Named-object pointing records:

******************************

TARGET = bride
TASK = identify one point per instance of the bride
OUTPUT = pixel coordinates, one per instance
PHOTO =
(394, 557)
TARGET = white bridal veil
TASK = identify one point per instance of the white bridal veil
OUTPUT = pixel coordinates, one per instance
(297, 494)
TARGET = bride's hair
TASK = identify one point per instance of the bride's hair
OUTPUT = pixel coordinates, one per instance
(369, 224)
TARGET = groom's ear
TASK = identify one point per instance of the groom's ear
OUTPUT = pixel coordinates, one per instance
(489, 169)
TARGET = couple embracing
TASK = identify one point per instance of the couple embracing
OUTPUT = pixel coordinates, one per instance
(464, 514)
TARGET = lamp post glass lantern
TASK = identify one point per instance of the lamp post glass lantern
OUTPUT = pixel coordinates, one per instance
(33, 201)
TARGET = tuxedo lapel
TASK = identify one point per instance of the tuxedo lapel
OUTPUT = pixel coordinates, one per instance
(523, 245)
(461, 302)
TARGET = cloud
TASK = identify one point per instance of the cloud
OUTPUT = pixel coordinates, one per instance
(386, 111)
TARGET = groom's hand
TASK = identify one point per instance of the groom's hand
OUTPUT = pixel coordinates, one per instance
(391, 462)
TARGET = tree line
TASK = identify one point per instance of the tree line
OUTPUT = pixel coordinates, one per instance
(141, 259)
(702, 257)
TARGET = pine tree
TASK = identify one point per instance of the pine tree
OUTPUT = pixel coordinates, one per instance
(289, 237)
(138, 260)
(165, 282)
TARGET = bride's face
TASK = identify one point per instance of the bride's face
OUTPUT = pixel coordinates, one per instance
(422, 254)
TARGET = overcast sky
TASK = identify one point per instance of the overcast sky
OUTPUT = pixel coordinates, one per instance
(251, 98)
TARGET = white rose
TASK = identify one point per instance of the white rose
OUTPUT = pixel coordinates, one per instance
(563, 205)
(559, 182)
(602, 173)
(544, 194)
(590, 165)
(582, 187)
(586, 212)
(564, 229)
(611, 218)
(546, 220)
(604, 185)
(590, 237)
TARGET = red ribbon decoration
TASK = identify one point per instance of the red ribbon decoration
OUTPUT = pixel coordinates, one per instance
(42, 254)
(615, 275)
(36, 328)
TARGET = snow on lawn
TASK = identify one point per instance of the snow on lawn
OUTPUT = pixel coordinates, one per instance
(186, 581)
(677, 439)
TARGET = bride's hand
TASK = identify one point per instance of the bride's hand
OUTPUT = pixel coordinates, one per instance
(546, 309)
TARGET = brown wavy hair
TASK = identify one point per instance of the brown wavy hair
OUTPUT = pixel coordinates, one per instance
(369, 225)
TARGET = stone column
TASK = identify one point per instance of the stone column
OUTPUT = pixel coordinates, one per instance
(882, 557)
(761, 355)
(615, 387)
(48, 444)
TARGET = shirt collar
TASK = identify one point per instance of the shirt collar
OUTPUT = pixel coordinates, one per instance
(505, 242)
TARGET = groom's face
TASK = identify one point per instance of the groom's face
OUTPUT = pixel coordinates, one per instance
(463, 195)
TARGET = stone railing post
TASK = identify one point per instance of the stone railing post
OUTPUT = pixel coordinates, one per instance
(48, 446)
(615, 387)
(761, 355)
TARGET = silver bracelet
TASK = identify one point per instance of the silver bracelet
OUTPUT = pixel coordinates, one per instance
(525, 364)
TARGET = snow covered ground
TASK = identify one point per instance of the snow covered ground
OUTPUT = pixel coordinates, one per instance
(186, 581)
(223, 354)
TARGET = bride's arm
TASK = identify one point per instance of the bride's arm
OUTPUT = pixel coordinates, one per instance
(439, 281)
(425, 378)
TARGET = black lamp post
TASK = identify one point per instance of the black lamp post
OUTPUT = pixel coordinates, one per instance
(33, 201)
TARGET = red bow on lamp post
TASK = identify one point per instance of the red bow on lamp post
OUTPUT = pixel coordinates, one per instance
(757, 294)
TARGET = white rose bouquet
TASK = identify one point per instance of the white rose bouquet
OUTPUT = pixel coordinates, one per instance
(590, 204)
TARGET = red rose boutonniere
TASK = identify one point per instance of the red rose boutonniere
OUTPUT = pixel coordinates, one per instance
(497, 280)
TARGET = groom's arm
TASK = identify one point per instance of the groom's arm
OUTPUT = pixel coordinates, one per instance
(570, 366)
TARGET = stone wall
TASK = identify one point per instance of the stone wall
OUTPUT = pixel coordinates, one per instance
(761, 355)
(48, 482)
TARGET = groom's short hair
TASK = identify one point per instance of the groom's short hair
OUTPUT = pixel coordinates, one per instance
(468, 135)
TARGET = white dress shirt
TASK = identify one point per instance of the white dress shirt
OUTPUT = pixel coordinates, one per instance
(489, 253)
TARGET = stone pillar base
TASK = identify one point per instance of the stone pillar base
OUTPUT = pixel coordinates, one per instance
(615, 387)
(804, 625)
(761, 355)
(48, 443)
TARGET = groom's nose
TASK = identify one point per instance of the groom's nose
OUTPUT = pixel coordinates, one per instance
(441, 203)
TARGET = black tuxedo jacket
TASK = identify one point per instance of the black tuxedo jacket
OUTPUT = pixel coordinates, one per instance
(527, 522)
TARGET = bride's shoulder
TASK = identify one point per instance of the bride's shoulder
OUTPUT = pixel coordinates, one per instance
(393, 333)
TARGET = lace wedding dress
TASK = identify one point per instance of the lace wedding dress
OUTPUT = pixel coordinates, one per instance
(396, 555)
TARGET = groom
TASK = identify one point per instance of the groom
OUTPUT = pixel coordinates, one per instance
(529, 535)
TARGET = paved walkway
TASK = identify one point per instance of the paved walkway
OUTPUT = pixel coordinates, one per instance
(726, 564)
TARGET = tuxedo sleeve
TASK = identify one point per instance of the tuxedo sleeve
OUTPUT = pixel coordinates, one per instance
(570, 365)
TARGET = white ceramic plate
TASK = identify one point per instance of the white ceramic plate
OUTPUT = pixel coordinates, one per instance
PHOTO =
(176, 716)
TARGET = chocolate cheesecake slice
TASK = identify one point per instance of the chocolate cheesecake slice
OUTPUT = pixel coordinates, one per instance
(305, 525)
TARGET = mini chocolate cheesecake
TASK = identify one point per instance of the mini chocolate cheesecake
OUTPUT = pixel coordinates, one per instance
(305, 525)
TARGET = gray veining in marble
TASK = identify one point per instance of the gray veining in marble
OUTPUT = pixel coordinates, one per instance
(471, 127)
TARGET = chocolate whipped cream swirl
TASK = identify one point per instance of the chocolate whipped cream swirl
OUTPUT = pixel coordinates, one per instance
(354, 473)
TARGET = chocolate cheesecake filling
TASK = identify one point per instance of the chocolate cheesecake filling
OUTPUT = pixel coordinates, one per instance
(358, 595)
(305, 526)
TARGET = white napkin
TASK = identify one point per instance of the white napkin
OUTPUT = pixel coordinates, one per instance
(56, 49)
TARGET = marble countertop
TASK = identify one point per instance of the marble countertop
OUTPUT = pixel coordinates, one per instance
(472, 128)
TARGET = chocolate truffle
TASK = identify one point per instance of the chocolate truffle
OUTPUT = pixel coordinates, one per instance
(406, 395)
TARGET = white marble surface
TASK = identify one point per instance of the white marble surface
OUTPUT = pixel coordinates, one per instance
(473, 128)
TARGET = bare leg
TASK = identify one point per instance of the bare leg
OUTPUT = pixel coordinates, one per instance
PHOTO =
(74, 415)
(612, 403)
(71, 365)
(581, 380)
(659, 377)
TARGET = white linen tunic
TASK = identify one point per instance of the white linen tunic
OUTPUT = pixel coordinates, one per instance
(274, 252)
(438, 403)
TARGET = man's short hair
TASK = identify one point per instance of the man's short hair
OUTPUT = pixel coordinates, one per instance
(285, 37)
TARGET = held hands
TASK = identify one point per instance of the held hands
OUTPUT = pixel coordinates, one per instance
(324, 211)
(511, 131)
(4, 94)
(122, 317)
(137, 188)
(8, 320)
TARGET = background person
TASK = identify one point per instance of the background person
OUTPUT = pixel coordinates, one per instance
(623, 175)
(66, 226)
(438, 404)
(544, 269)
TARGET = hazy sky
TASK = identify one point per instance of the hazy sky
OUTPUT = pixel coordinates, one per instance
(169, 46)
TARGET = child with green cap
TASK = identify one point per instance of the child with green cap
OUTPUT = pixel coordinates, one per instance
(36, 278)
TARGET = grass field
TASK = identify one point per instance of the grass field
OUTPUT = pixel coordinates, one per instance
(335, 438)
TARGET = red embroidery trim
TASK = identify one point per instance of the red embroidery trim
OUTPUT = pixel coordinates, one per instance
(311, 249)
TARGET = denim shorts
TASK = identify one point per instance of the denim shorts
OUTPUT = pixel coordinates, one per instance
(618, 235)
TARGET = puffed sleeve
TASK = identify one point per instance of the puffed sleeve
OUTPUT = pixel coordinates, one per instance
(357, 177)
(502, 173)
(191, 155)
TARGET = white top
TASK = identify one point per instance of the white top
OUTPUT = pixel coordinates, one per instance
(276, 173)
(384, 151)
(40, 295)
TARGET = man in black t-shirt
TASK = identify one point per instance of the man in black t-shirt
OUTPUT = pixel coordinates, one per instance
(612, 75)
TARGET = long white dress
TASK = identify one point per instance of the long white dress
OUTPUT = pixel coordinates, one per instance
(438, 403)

******************************

**Exercise aim:** Give back exactly the lines from the one containing "TARGET = grass field" to the end of the material, both ends included.

**Completed exercise:**
TARGET = grass field
TASK = identify one point per instance of the grass field
OUTPUT = pixel coordinates, one per instance
(335, 438)
TARGET = red embroidery trim
TASK = identify one point per instance of the red embroidery trim
OUTPUT = pixel coordinates, one per instance
(311, 249)
TARGET = denim shorts
TASK = identify one point per instance of the denim shorts
OUTPUT = pixel coordinates, one per instance
(618, 235)
TARGET = puffed sleeve
TASK = identify one point per instance of the puffed sleeve
OUTPUT = pixel coordinates, one per instance
(357, 177)
(502, 173)
(191, 155)
TARGET = white top
TASK = identify one point per instance of the white top
OUTPUT = pixel coordinates, one per instance
(276, 173)
(384, 151)
(40, 295)
TARGET = man in black t-shirt
TASK = identify one point per instance of the man in black t-shirt
OUTPUT = pixel coordinates, one per instance
(612, 75)
TARGET = long white dress
TASK = identify one point per instance of the long white dress
OUTPUT = pixel coordinates, one per instance
(438, 403)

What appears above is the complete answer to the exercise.